_Exercise instructions_
Transcribe the material in full. Nothing should differ except that the pictures are left out.

_Extracted entries_
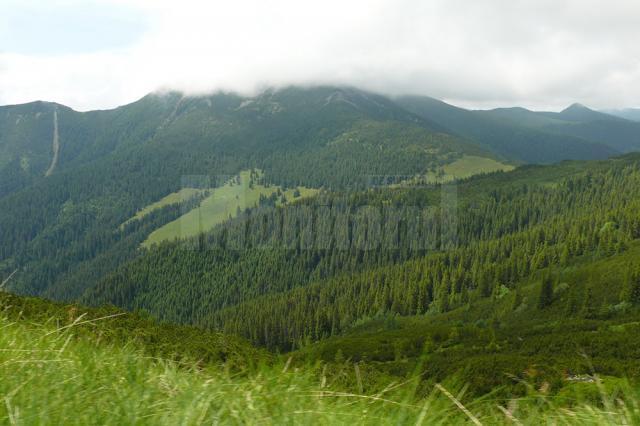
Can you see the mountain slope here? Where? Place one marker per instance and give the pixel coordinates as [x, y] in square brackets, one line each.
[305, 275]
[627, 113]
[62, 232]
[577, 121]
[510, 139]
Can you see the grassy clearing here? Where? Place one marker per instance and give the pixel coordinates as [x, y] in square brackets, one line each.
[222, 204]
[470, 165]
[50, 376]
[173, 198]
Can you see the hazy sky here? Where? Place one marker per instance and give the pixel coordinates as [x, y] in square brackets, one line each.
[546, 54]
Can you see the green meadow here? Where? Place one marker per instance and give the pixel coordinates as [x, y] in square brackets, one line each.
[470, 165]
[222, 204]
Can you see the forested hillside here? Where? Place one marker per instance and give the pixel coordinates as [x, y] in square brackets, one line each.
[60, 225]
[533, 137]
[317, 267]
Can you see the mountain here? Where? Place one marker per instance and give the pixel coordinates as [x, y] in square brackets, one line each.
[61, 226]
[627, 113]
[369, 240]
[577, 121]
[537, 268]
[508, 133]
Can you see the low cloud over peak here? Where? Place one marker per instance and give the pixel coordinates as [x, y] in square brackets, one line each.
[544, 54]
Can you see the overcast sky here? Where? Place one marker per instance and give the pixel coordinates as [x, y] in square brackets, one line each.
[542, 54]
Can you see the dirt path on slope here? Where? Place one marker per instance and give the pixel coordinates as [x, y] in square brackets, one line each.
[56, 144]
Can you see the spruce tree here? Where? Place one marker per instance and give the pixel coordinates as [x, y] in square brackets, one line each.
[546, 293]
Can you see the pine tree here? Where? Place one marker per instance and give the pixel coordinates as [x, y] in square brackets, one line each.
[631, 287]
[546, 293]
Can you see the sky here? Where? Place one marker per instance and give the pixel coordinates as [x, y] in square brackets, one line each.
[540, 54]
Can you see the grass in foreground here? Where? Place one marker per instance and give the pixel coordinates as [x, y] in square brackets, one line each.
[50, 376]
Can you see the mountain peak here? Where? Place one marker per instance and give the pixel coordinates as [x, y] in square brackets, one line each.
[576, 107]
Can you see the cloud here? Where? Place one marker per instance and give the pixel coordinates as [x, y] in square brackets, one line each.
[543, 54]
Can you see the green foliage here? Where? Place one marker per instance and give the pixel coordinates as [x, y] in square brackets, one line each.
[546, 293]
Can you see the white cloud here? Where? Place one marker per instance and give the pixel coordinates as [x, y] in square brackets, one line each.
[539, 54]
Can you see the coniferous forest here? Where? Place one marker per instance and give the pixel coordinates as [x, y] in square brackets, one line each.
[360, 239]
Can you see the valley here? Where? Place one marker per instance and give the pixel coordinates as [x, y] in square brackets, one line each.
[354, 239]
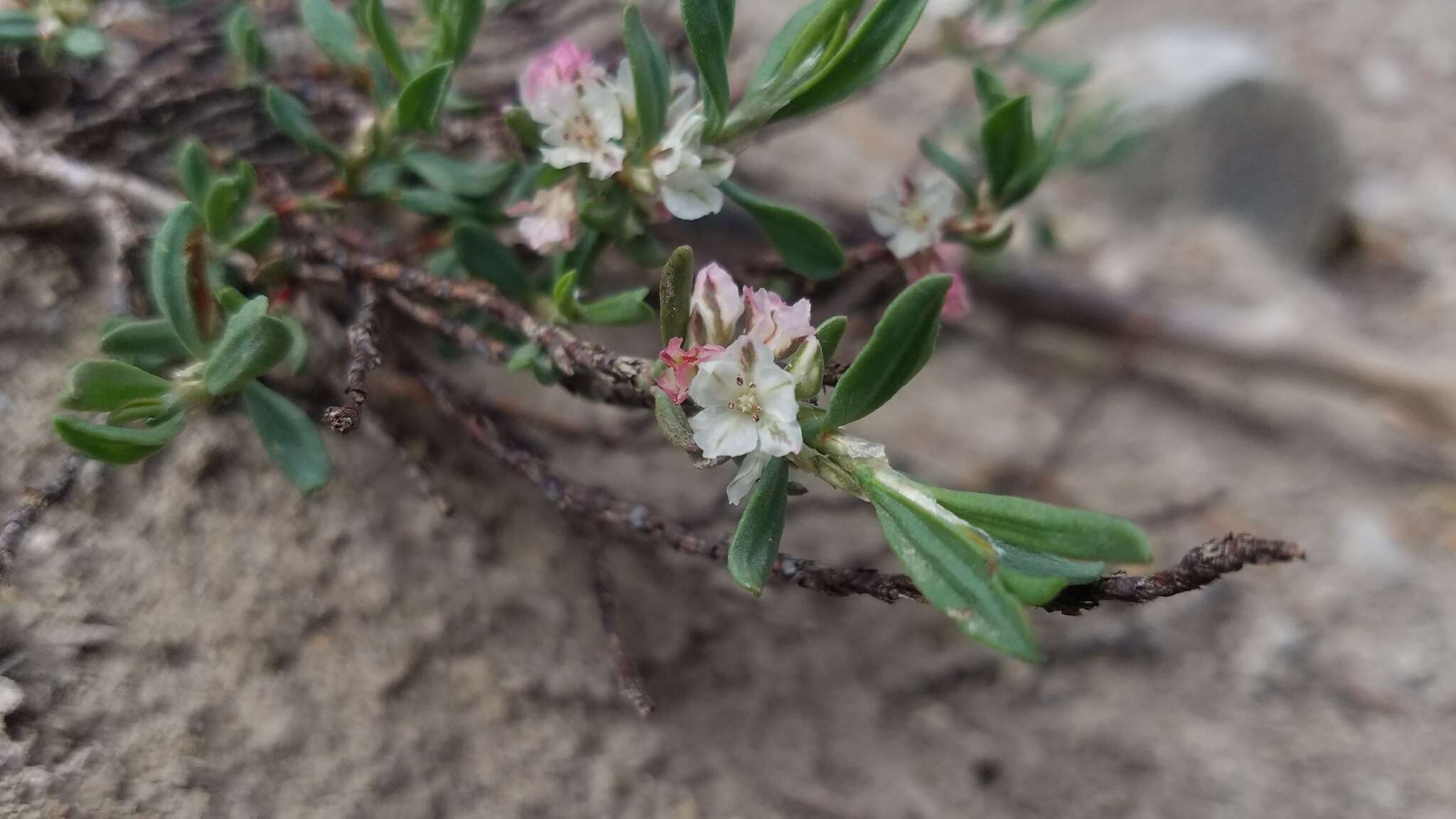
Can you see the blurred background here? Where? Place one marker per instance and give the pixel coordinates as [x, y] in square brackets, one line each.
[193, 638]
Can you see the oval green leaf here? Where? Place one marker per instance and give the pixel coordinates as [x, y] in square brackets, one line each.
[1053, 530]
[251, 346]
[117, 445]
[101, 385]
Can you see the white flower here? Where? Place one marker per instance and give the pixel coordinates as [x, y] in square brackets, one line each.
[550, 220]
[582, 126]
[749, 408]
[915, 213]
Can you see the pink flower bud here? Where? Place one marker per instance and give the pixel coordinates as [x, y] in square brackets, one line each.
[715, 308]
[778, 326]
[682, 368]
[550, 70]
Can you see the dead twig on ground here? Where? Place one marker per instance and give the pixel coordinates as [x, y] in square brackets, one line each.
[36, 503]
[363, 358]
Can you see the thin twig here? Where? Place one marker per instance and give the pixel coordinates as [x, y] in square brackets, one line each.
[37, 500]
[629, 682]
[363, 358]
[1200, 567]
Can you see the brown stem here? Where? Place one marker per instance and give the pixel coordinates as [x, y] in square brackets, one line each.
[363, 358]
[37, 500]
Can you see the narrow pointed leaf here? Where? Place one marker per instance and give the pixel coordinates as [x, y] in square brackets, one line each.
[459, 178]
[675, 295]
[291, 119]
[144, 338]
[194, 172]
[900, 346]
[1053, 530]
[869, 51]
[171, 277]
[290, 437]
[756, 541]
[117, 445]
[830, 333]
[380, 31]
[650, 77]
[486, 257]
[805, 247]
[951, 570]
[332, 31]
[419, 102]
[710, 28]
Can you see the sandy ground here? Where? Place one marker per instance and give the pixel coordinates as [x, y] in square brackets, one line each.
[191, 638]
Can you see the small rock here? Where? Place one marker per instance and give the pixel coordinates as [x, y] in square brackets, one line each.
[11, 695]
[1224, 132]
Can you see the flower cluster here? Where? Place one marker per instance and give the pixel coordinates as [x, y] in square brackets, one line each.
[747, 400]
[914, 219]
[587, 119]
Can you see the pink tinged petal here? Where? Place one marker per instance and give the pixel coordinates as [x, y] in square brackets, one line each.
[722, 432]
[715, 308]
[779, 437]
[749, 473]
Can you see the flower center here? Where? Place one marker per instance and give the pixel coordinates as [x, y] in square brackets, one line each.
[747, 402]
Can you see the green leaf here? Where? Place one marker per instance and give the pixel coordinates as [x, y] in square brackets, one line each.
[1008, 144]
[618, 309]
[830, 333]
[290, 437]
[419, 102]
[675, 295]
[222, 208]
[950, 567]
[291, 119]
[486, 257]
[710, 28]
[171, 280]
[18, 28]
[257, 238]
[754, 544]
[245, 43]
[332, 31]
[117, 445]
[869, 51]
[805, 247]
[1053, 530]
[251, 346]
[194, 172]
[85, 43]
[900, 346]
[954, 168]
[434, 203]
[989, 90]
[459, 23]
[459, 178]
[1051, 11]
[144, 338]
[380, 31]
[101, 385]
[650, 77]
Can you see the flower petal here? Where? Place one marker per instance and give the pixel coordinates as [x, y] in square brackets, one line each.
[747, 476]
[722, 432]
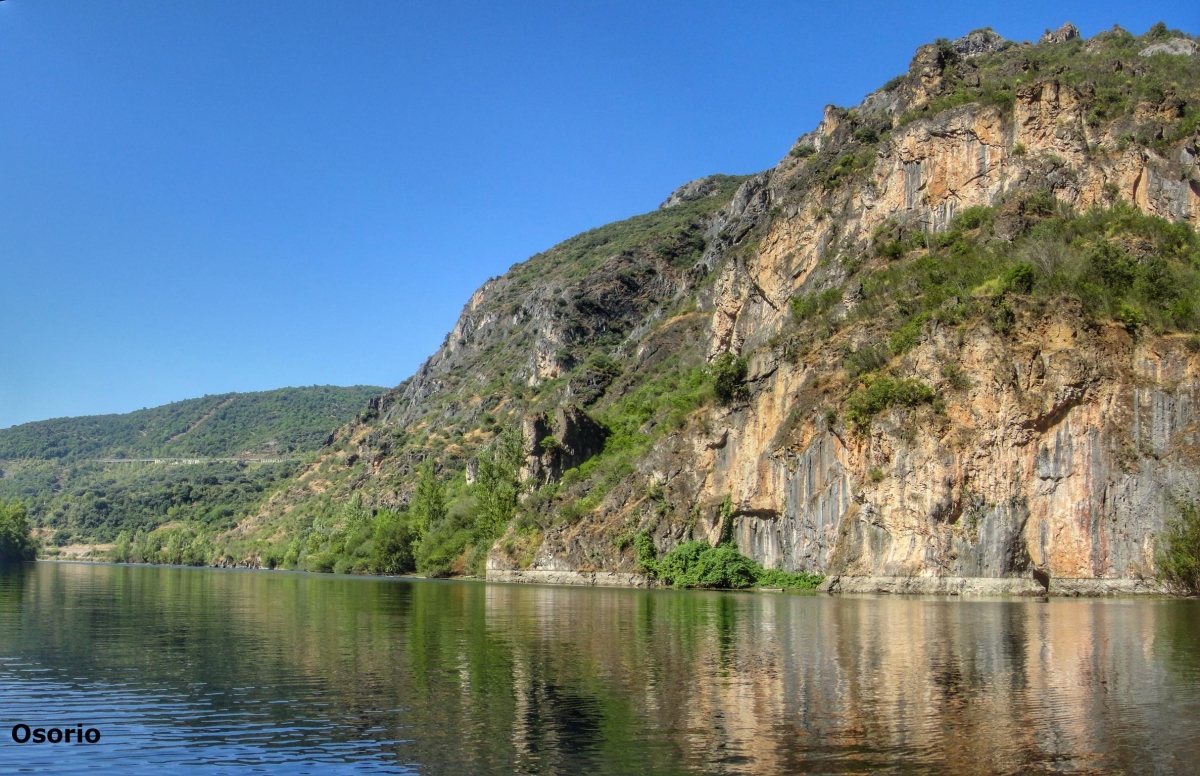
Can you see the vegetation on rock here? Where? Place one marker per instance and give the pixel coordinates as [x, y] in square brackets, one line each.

_Written solution_
Can you see the mountain slope here? Where? Place one marker per instance and give the pixel coordinates as [x, y] in square brackets, one line each.
[305, 275]
[627, 113]
[62, 232]
[577, 121]
[510, 139]
Can you see the grassy clearing here? Where? Place one marker per instance and give the pixel coordinates as [x, y] in square brackets, one line each.
[222, 204]
[470, 165]
[50, 376]
[173, 198]
Can you see the hazy sky here? Where? Place one marker per instance and give the pixel coordinates as [x, y] in square brackets, one line each.
[546, 54]
Can you see the green meadow here? Where? Place one marker per instance and give the pixel coordinates as [x, y] in square brackets, one line each.
[470, 165]
[222, 204]
Can you see the forested hillside here? Where? Place one marker per instance and give the pixel coordinates as [x, y] in square brackets, one line each.
[60, 225]
[533, 137]
[317, 267]
Can you see the mountain here? Where? Place one marker per instance and give the pixel coordinates as [x, y] in square brackets, one line each.
[61, 226]
[627, 113]
[369, 240]
[577, 121]
[537, 268]
[508, 133]
Can you see the low cloud over peak here? Where? Place one marker per instance and give the pixel coordinates as [x, y] in square brackets, one line each.
[544, 54]
Can you see the overcast sky here? Where? Place one marker per instance and give the pixel coordinates as [x, y] in square brackets, one line each.
[542, 54]
Can you see the dirt path on slope here? Where? Place one marker per instance and give the pixel coordinates as [x, y] in square brackets, one line each.
[56, 144]
Can you see the spruce tree here? Where? Place one marker per instance and give the pixel coordinates as [x, y] in square brackets, one line each.
[546, 293]
Can you see the pine tree here? Where? Place one marker per instance and give the pixel coordinates as [x, y] in square brackets, one line each.
[631, 287]
[546, 293]
Can you see the sky here? Where? Place one marker per instance and give the pixel coordinates as [x, y] in square brackets, one line each.
[540, 54]
Can you see the grass in foreground here? Where? Place one marker per instance and give the pixel coordinates as [x, y] in square brackets, one line each.
[50, 376]
Can you see the mountain peak here? Where? Place one marker per instance and give the pixel coordinates as [x, y] in square brackets, one line each.
[576, 107]
Can you see the cloud here? Where? Place one marker per instance and give the pixel coordinates as [x, y] in square brackets, one line each.
[543, 54]
Can you see the green foliage here? Where? Place one marker per instance and give the pixel coordinates as [x, y] in square brackets, one line each.
[546, 293]
Can you see the white cloud here? Where? Place one marker per instance and give the pixel coordinates as [x, y] in square brackets, one line each.
[539, 54]
Can you see the coniferous forest here? Where? Place one marker per instance and give the pixel coordinates as [x, y] in square brackets, one line each.
[360, 239]
Can you see the valley here? Where? Place one marker per instance and give the pixel coordinates as [x, y] in square brackets, one line each.
[354, 239]
Can you see the blurred background here? Where? Place one marker per instance and give the pixel coordinates as [x, y] in square brackets, one line each.
[193, 638]
Can you see the oval green leaf here? Where? Place one marker per instance and give the pixel coordinates as [x, y] in square brackets, one line each.
[1053, 530]
[251, 346]
[117, 445]
[101, 385]
Can you see the white flower here? Where? Place one marker per instance and give the pixel coordinates as [x, y] in square brackets, one line each.
[550, 220]
[582, 126]
[749, 408]
[915, 213]
Can you see the pink flower bud here? Where? Place one marker per instance and give the pixel coordinates as [x, y] in square brackets, one line each.
[715, 308]
[778, 326]
[682, 368]
[550, 70]
Can you see the dead twig on ground here? Where? Place one marker per instance and give the pixel coordinates as [x, y] in square brackets, one line each.
[36, 503]
[363, 358]
Can you see the thin twig here? Where? Place one marker per instance and give the pixel coordinates as [x, y] in square brackets, one line each.
[37, 500]
[629, 682]
[363, 358]
[1200, 567]
Can you see the brown stem here? Where? Place one marker per instance and give the pixel coordinates as [x, y] in square brackets, one line each.
[363, 358]
[37, 500]
Can you see the narrow pointed leaf here? Where? Place one marker per instance and give the pixel coordinates as [x, y] in square brackets, one line each.
[459, 178]
[675, 295]
[291, 119]
[144, 338]
[194, 172]
[900, 346]
[1053, 530]
[869, 51]
[171, 277]
[290, 437]
[756, 541]
[117, 445]
[830, 333]
[380, 31]
[650, 77]
[486, 257]
[805, 247]
[951, 570]
[332, 31]
[419, 102]
[710, 28]
Can you see the sandy ground here? Where? Place one marker per instance and give the pixel coordinates as [x, y] in square brackets, one line each.
[191, 638]
Can you see the small rock here? Where? Place one marker per instance and give the pixel coordinates as [x, y] in square brackets, one line each.
[11, 695]
[1224, 132]
Can you see the flower cluster here? Where? Place one marker per instance and give the pixel coordinates as [x, y] in square brackets, one line each.
[747, 400]
[914, 219]
[587, 119]
Can you see the pink tinged petal here? Where? Place one marker per instance and give the pixel coordinates as [x, y] in square brackets, one line each.
[722, 432]
[715, 308]
[779, 437]
[749, 473]
Can you see the flower center here? Where? Place one marker per instance and give the pixel coordinates as [x, y] in square brackets, one line each.
[747, 402]
Can you see the green leaf here? Where? Place one marker per instance and give the pixel coordinates as [x, y] in square brackets, one line each.
[1008, 144]
[618, 309]
[830, 333]
[290, 437]
[419, 102]
[675, 295]
[222, 208]
[950, 567]
[291, 119]
[486, 257]
[710, 28]
[171, 280]
[18, 28]
[257, 238]
[754, 544]
[245, 43]
[332, 31]
[117, 445]
[869, 51]
[805, 247]
[1053, 530]
[251, 346]
[194, 172]
[85, 43]
[900, 346]
[954, 168]
[434, 203]
[989, 90]
[459, 23]
[459, 178]
[1051, 11]
[144, 338]
[380, 31]
[101, 385]
[650, 77]
Can you see the flower petal here? Where? Place one marker per instance and give the pixel coordinates as [x, y] in square brackets, one line each.
[747, 476]
[722, 432]
Can you see the vegetation on rock here? Where? Place one marker per instance and give the pixel coordinates as [x, y] in square brackets, one line each.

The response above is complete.